Written request → Starting at the line that contains "Practice step: put one dot on every instance of the knee" and ending at the last line of the records below, output those lines as a numbered list and omit any blank lines.

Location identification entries
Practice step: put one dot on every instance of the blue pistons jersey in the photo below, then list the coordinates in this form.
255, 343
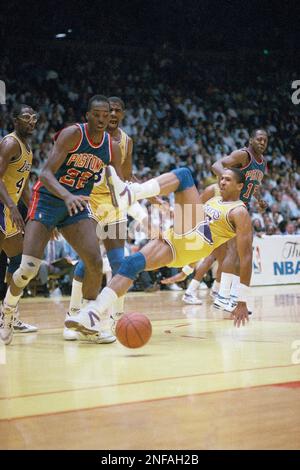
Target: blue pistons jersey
83, 165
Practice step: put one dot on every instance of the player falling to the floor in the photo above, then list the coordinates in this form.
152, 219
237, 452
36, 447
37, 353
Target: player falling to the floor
197, 231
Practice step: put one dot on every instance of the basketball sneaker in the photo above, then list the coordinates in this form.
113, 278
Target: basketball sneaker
68, 334
20, 326
87, 321
6, 323
191, 299
102, 337
220, 302
213, 293
122, 193
231, 304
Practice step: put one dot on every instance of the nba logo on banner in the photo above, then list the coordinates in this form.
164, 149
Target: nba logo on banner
2, 92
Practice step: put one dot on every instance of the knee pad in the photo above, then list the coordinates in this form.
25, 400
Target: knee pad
185, 179
115, 258
14, 263
132, 265
28, 270
79, 269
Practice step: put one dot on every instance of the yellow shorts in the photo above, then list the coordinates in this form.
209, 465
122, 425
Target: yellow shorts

The completed task →
1. Practice step: put one dot on every instance of the knee pad in the photo above, then list the coordinates in this form.
2. 25, 400
3. Target: knee pad
4. 185, 179
5. 115, 258
6. 14, 263
7. 132, 265
8. 28, 270
9. 79, 269
10. Practice step: put one dot on every instance of the yellow shorts in the photo above, then list the coordinates in this form.
11. 209, 465
12. 122, 425
13. Target: yellow shorts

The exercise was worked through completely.